■ Texto fuente ■
Sobre la amistad entre mujeres

[Este texto se publicó en «Comadres», una fantástica investigación comentada sobre cómo el humor ha limpiado, fijado y dado esplendor a esa regla del patriarcado que nos convierte en enemigas de nosotras mismas y, sobre todo, de las demás. Es obra de Raquel Manchado, editora de Antorcha, y se puede comprar aquí].

De todos los secuestros que vivimos las mujeres en nuestro aprendizaje de la feminidad, puede que sea este el que más dolor nos produce. Más que el que nos quita el espacio, nos disminuye el sustento o nos niega la autoridad y la historia. Más incluso que el que nos expropia el cuerpo, al servicio de cualquier otra cosa que no seamos nosotras mismas. Militar en la feminidad tiene mucho que ver con odiarse, con reprimirse, con limitarse. Pero eso no es lo peor de la pedagogía de la feminidad. La pervivencia de esta cruel guerra contra nosotras mismas, un adoctrinamiento de género que abreva en el terror a lo distinto y en su utilidad política como herramienta de sumisión, es posible gracias a otra guerra mucho más artera, perversa y dañina, insoportable de todo punto y prueba de cómo las mujeres somos producidas por la violencia: la guerra contra las otras.

■ Tareas y ejercicios ■
1. Enumera las acciones con las que, según el texto sobre la amistad entre mujeres, tiene mucho que ver militar en la feminidad.
2. Modifica el fragmento del texto sobre la amistad entre mujeres que comienza con "Sobre la amistad" y continúa hasta "puede comprar aquí].": escríbelo de nuevo sustituyendo "el humor" por "la publicidad".

■ Datos proporcionados ■
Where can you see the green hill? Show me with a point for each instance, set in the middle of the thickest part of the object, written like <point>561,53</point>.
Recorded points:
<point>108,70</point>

■ Soluciones ■
1. Odiarse, reprimirse y limitarse.

2.
Sobre la amistad entre mujeres

[Este texto se publicó en «Comadres», una fantástica investigación comentada sobre cómo la publicidad ha limpiado, fijado y dado esplendor a esa regla del patriarcado que nos convierte en enemigas de nosotras mismas y, sobre todo, de las demás. Es obra de Raquel Manchado, editora de Antorcha, y se puede comprar aquí].